Exercise details
Gather each line of the entries below that includes "bird".

Saved entries:
- - - - - - -

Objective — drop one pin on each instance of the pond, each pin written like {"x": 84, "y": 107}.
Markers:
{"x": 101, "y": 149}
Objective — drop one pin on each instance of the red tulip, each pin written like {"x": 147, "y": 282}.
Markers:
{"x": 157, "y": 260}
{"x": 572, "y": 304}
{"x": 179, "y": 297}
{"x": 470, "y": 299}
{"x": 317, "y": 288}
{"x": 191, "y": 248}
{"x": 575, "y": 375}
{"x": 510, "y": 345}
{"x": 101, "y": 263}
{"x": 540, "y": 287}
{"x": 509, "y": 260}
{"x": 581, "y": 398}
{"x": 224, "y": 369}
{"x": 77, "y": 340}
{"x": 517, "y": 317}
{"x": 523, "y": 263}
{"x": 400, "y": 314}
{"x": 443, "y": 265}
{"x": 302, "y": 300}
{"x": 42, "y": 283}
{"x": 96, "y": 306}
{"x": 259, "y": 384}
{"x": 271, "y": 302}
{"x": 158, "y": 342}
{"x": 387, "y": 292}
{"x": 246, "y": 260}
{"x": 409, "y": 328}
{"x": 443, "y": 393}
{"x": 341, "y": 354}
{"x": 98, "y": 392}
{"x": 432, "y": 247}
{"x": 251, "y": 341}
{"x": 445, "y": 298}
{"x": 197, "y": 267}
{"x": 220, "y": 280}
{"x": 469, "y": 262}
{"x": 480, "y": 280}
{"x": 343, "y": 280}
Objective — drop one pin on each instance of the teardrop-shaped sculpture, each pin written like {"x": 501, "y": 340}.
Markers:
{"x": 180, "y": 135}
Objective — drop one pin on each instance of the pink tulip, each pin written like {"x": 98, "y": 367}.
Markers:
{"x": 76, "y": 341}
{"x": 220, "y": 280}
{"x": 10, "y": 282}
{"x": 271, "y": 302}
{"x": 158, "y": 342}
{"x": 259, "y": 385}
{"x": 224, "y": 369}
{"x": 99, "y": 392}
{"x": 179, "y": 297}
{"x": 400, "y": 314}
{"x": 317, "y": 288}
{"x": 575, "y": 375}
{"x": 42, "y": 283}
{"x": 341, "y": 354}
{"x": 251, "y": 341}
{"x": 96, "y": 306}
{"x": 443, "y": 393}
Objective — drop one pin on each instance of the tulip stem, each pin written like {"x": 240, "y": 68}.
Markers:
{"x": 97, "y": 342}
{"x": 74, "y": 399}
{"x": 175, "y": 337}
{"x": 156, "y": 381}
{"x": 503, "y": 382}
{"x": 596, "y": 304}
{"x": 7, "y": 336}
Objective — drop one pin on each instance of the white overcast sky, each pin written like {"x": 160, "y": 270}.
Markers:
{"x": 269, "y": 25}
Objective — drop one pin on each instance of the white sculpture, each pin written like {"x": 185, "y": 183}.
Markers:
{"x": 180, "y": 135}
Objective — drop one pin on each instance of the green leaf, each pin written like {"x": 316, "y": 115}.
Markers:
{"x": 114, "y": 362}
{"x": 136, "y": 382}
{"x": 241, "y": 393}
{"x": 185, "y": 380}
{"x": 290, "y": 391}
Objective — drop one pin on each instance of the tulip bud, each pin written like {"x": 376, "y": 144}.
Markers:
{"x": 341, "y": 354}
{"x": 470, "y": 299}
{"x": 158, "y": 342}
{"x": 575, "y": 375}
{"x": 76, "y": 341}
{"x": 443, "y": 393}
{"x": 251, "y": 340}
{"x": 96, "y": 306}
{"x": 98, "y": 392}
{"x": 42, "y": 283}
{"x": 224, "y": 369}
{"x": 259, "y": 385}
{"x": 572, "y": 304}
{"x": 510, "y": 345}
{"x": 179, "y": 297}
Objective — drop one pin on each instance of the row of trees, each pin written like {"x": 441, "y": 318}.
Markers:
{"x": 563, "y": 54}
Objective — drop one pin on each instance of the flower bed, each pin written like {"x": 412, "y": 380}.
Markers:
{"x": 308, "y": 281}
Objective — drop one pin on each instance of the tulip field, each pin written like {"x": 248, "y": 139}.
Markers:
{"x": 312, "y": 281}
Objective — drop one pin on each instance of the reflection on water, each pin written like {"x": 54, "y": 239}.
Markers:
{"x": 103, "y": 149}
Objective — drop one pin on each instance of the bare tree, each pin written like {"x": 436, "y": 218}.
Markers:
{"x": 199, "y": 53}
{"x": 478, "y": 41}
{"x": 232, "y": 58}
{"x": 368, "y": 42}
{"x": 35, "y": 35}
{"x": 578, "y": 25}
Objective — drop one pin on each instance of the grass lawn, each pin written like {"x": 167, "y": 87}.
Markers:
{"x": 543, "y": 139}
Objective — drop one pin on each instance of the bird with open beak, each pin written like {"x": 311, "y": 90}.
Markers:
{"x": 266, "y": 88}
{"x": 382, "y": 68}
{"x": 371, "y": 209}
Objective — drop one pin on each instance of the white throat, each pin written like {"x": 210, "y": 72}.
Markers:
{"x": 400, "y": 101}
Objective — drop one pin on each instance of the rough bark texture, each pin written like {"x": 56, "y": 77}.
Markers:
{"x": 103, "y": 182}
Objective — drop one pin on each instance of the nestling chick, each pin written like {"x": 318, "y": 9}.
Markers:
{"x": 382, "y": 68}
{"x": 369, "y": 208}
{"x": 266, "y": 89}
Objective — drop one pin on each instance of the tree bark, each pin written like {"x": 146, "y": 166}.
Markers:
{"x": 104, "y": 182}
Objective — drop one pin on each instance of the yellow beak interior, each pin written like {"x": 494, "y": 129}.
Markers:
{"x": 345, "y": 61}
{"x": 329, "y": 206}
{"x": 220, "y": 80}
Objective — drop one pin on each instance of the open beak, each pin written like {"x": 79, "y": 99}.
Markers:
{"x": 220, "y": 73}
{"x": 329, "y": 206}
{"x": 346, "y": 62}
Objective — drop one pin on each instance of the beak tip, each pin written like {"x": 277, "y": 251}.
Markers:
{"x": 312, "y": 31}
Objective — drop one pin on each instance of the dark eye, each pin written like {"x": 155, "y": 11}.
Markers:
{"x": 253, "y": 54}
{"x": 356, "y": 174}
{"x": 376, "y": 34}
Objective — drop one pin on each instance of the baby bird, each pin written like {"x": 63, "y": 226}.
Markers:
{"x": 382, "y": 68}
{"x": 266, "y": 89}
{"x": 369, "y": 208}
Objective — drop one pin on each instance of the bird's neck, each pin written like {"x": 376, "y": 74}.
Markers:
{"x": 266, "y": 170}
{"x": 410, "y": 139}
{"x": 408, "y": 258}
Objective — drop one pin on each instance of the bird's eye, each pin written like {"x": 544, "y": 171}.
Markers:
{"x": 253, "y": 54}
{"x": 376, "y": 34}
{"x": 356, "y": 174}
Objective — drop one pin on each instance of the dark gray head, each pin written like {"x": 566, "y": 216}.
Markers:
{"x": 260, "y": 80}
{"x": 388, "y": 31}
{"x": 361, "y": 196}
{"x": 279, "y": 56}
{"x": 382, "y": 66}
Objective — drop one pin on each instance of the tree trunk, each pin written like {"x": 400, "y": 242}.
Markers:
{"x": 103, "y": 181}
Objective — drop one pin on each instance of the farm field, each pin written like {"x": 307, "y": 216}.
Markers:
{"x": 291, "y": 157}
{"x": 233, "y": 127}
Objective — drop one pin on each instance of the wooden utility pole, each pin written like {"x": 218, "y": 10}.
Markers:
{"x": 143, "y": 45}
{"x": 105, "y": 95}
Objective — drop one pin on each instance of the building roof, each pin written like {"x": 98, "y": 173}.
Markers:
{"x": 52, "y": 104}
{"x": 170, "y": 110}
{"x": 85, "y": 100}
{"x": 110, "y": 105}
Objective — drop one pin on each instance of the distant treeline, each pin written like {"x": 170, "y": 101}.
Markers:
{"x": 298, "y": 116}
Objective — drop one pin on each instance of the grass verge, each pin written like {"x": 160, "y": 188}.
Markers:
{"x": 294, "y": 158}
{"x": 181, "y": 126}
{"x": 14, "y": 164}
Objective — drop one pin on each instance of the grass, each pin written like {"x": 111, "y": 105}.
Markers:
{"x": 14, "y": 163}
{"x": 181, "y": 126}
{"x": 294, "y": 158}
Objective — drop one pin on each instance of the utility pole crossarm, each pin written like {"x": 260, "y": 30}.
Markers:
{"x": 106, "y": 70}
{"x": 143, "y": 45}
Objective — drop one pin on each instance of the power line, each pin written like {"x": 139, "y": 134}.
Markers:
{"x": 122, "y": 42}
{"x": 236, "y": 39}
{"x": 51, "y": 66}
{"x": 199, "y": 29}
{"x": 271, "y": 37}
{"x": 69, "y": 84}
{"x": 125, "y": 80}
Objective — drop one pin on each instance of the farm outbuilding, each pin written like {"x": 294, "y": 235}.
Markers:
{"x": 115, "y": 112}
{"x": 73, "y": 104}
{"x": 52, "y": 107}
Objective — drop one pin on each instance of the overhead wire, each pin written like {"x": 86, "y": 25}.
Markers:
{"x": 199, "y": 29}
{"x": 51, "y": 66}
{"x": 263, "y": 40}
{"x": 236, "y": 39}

- - - - - - -

Answer to this exercise
Objective — drop one pin on each instance of the bird with open beak, each pin written like {"x": 311, "y": 90}.
Objective — drop one pin on each instance of the baby bird, each pin written like {"x": 63, "y": 226}.
Objective — drop one pin on each instance of the bird's neck, each pin written like {"x": 376, "y": 74}.
Objective — drop one pin on each instance of the bird's eye, each pin written like {"x": 544, "y": 171}.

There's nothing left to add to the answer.